▸ What you will do: Where the lines below hold images, skip those and copy every word exactly.

* * *

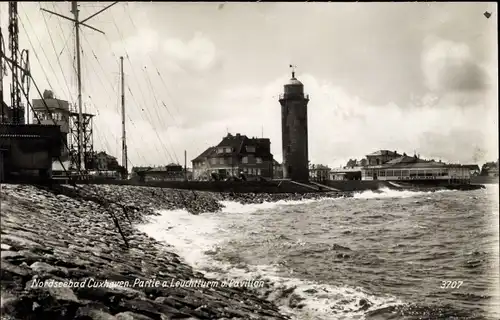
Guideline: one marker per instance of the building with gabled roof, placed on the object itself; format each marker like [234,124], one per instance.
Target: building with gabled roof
[233,155]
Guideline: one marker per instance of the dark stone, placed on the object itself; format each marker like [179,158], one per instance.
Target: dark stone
[89,313]
[151,309]
[131,316]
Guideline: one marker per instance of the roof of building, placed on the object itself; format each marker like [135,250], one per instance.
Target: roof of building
[472,166]
[36,136]
[173,165]
[294,82]
[406,159]
[384,153]
[237,143]
[205,154]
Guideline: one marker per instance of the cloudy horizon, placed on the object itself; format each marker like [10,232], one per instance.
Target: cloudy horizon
[412,77]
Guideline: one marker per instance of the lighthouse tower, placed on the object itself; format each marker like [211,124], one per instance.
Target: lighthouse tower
[294,130]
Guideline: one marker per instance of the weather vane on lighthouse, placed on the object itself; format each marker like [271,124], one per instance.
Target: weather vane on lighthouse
[293,70]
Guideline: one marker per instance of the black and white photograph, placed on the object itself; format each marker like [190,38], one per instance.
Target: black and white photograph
[249,160]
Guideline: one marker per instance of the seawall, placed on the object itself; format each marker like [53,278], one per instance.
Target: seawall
[484,180]
[53,237]
[283,186]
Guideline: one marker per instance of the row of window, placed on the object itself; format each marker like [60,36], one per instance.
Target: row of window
[407,173]
[55,115]
[221,150]
[229,161]
[250,171]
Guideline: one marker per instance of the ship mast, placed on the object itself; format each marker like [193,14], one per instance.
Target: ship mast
[124,137]
[77,23]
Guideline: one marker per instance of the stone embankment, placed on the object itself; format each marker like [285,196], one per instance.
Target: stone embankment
[56,238]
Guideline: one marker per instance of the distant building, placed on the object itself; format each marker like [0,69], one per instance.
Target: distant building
[294,131]
[490,169]
[319,172]
[405,168]
[8,114]
[392,166]
[277,170]
[381,156]
[50,111]
[346,173]
[105,162]
[233,155]
[474,169]
[170,172]
[27,150]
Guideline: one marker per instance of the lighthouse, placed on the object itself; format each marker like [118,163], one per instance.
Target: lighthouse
[294,130]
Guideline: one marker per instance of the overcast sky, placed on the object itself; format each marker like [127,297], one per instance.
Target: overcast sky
[400,76]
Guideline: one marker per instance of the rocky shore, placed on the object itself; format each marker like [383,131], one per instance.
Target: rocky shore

* * *

▸ Written solution:
Guideline: one marker per instance of the building with gabled roof, placed on the object itself; format each marker like [234,124], one per instance.
Target: building with gabled roof
[233,155]
Guideline: one marker per instance of the dark stone, placed on the object itself; format each marker like [179,158], one per instance.
Target: dark stone
[89,313]
[151,309]
[131,316]
Guideline: one marker per instance of the roof of building, placed on the object itself; format each marker like [135,250], one per instance.
Target: roof of building
[472,166]
[36,136]
[173,165]
[294,82]
[406,159]
[384,153]
[237,143]
[205,154]
Guideline: one marker per instance of the cloudy horizon, placed on the object itself; format each marker like [10,232], one per instance.
Target: cloudy horizon
[412,77]
Guideline: one marker per instance of the lighthouse tower, placed on the object itself; format each marker like [211,124], one per instance.
Target: lighthouse tower
[294,130]
Guideline: one marker per instance of the weather vane on lighthouse, placed on the object itself; format each marker like [271,124], one per instance.
Target: weather vane on lighthouse
[293,70]
Guideline: one marker per instance of the black and white photograph, placed on the object itself; format each marker like [190,38], one per instance.
Target: black and white photograph
[249,160]
Guideline: one marker per instance of the seawall, placed on the object itself; format each marker like [53,278], one per instance.
Target: seawall
[484,180]
[53,237]
[283,186]
Guideline: one marker per instance of the row of window, placed on the object itself; format each marker like [60,36], one per instance.
Target: row of window
[407,173]
[55,115]
[221,150]
[229,161]
[250,171]
Guideline: one marker per instance of the ship mast, placed on the object itself; format each marker like [193,14], one per instance.
Target: ship mast
[124,137]
[77,23]
Guideline: one marker per instance of the stone embankment, placed on the object itself; format each marker like [285,196], one per instance.
Target: stone embankment
[56,238]
Guideline: one marker per instance of the distant building, placed on the object itself; format each marker like [0,69], one per instance.
Target: distant building
[294,131]
[490,169]
[319,172]
[405,168]
[8,114]
[392,166]
[277,170]
[381,156]
[50,111]
[346,173]
[105,162]
[233,155]
[474,169]
[170,172]
[27,150]
Guideline: one marker per instance of the lighthouse, placed on the object itself; format each marker like [118,163], one per instance.
Target: lighthouse
[294,130]
Guideline: one marker per instance of the overcast sky, placed on the object itself; format each marker like [127,297], one per instance.
Target: overcast sky
[400,76]
Guideline: one marker per instance of the rocky shore, placed on the object itself; format each marker like [383,131], one per instance.
Target: rocky shore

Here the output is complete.